Aim of the exercise -> Extract the full set of records that follows, word for word.

Top of Record extracts

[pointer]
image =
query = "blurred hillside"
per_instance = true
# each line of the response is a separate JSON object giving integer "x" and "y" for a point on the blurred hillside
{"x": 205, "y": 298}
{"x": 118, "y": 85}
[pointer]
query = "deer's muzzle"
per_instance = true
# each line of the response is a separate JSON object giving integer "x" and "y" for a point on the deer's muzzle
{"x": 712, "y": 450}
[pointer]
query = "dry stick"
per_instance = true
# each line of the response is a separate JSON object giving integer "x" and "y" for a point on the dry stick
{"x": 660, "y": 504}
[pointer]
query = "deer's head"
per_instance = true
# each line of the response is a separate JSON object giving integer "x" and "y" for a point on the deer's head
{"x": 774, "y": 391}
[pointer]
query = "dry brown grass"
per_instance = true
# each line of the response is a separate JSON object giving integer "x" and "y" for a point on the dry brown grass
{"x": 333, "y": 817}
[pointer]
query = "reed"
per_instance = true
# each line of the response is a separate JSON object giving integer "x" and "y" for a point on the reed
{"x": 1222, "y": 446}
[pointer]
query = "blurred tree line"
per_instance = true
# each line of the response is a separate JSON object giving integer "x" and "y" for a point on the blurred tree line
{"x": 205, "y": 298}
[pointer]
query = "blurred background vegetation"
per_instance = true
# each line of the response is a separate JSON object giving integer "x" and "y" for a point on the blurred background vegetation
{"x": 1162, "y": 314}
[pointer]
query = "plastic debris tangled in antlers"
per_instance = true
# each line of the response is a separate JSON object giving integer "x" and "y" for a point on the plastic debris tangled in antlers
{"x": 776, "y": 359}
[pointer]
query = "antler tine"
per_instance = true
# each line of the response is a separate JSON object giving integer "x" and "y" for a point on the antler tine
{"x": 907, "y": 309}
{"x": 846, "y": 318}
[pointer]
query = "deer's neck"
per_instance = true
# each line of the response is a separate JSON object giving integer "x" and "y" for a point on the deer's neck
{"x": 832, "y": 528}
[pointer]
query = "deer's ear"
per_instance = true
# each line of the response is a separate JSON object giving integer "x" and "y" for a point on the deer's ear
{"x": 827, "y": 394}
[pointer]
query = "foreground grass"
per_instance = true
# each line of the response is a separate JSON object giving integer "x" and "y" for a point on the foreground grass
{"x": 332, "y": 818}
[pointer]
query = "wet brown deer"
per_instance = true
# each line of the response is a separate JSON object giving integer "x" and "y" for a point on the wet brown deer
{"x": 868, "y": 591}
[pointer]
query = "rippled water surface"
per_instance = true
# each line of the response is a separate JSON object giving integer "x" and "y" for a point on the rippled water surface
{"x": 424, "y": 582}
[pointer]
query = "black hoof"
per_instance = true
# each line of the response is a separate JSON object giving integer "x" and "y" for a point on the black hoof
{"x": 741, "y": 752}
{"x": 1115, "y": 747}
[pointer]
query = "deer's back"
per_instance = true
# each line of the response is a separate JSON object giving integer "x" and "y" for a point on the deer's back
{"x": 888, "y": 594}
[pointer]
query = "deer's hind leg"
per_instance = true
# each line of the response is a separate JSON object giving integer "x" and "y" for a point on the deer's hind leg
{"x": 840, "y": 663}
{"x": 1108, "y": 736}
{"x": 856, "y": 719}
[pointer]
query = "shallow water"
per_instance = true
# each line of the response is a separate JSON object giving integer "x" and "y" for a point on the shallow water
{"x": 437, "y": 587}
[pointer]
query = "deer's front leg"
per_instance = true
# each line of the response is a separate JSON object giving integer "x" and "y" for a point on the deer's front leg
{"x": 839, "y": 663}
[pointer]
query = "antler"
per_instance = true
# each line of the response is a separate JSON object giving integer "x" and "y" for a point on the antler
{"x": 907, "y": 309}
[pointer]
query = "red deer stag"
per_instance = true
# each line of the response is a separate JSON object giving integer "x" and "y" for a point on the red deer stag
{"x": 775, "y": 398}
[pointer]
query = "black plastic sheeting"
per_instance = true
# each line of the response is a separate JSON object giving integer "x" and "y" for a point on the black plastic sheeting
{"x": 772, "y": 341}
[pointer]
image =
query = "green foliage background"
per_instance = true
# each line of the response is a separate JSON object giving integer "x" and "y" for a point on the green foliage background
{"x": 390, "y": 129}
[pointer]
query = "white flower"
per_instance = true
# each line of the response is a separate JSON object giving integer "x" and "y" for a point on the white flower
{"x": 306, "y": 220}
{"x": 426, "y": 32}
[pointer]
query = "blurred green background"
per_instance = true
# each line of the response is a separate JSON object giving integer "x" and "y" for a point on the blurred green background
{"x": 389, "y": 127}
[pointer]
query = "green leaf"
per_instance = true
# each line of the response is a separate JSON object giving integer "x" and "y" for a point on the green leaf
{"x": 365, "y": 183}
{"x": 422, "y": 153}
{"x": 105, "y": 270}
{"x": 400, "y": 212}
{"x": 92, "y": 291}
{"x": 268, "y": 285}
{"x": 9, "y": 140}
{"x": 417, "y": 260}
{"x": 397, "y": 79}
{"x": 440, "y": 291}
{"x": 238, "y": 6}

Bottom of Record extracts

Response to this task ->
[pointer]
image =
query = "blurred hillside"
per_instance = true
# each line of the response is a separate JSON object giving integer "x" and "y" for a point on the blurred hillside
{"x": 205, "y": 298}
{"x": 118, "y": 85}
[pointer]
query = "deer's muzzle"
per_instance = true
# each line of the response is a separate JSON object giving integer "x" and "y" for a point on the deer's muzzle
{"x": 712, "y": 450}
[pointer]
query = "dry stick"
per_instance = true
# each line of the response is a separate JSON object giving integer "x" and "y" for a point on the dry stick
{"x": 660, "y": 504}
[pointer]
query = "deer's head"
per_instance = true
# each line of the response is a separate JSON object giving integer "x" and "y" for a point on the deer's head
{"x": 774, "y": 391}
[pointer]
query = "dry brown grass"
per_instance = true
# each line of the response is a separate JSON object giving integer "x" and "y" for a point on the dry brown grass
{"x": 333, "y": 817}
[pointer]
query = "reed"
per_instance = true
# each line of the response is a separate JSON object giving integer "x" and "y" for a point on the reed
{"x": 1222, "y": 446}
[pointer]
query = "blurred tree line"
per_instance = true
# each line of the response is a separate JSON object giving integer "x" and "y" for a point on the blurred tree line
{"x": 205, "y": 298}
[pointer]
query = "blurred background vegetation"
per_instance = true
# each line of the response is a separate JSON object giving integer "x" and "y" for a point on the blurred background vegetation
{"x": 1162, "y": 314}
[pointer]
query = "plastic debris tangled in antlers"
per_instance = true
# each line of the response is a separate JSON object giving integer "x" and "y" for a point on the plastic debris tangled in antlers
{"x": 776, "y": 359}
[pointer]
query = "antler tine"
per_instance = true
# each line of the response is a separate JSON object giving integer "x" and "y" for a point on the antler tine
{"x": 907, "y": 309}
{"x": 846, "y": 318}
[pointer]
query = "deer's neck"
per_instance = true
# each line of the response is a separate JSON object giving integer "x" and "y" for a point on the deer's neck
{"x": 832, "y": 528}
[pointer]
query = "deer's ear"
per_instance = true
# each line of the response is a separate JSON object giving integer "x" and "y" for a point on the deer's ear
{"x": 827, "y": 394}
[pointer]
query = "foreground grass"
per_instance = true
# each line of the response is a separate JSON object giving integer "x" and "y" for a point on the foreground grass
{"x": 332, "y": 818}
[pointer]
query = "wet brown deer"
per_instance = true
# each line of the response is a separate JSON object giving integer "x" and "y" for a point on the wet brown deer
{"x": 868, "y": 591}
[pointer]
query = "rippled water surface"
per_instance = true
# each line of the response is a separate JSON object giving integer "x" and "y" for a point on the rippled water surface
{"x": 424, "y": 582}
[pointer]
query = "black hoof"
per_instance = true
# each line of the response is a separate JSON object giving integer "x" and "y" for a point on the black hoof
{"x": 741, "y": 752}
{"x": 1115, "y": 747}
[pointer]
query = "deer's back"
per_instance = true
# each line of the response is a separate JSON object giving integer "x" and "y" for a point on the deer's back
{"x": 888, "y": 594}
[pointer]
query = "deer's hind leg"
per_instance = true
# each line of the response is a separate JSON object giving integer "x" and "y" for a point on the deer's hind leg
{"x": 840, "y": 663}
{"x": 1108, "y": 736}
{"x": 856, "y": 719}
[pointer]
query = "shallow water"
per_instance = true
# each line of the response is a separate JSON object giving integer "x" and "y" for a point on the shallow water
{"x": 437, "y": 587}
[pointer]
query = "deer's front leg"
per_instance = true
# each line of the response is a separate JSON object giving integer "x" and "y" for a point on the deer's front leg
{"x": 839, "y": 663}
[pointer]
query = "antler"
per_instance = true
# each line of the response is a separate JSON object giving integer "x" and "y" for a point on the antler
{"x": 907, "y": 309}
[pointer]
query = "red deer stag"
per_instance = true
# each line of the response is a separate JSON object giving integer "x" and "y" for a point on the red deer stag
{"x": 775, "y": 398}
[pointer]
query = "black plastic sheeting"
per_instance = true
# each line of the response is a separate JSON object giving integer "x" and "y" for a point on the black plastic sheeting
{"x": 772, "y": 341}
[pointer]
image =
query = "green foliage background"
per_instance = true
# each line of the response is a separate JSON object giving integer "x" and "y" for a point on the green foliage background
{"x": 390, "y": 129}
[pointer]
query = "white flower"
per_instance = true
# each line of the response is a separate JSON object giving integer "x" and "y" for a point on the white flower
{"x": 306, "y": 220}
{"x": 426, "y": 32}
[pointer]
query = "blurred green background"
per_instance = true
# each line of the response is a separate JSON object giving integer "x" and "y" for a point on the blurred green background
{"x": 389, "y": 127}
[pointer]
query = "green leaf"
per_instance = true
# each line of the response is a separate JSON object giving integer "x" and "y" for a point on the green leaf
{"x": 365, "y": 183}
{"x": 422, "y": 153}
{"x": 105, "y": 270}
{"x": 400, "y": 212}
{"x": 92, "y": 291}
{"x": 268, "y": 285}
{"x": 9, "y": 140}
{"x": 417, "y": 260}
{"x": 397, "y": 79}
{"x": 440, "y": 291}
{"x": 238, "y": 6}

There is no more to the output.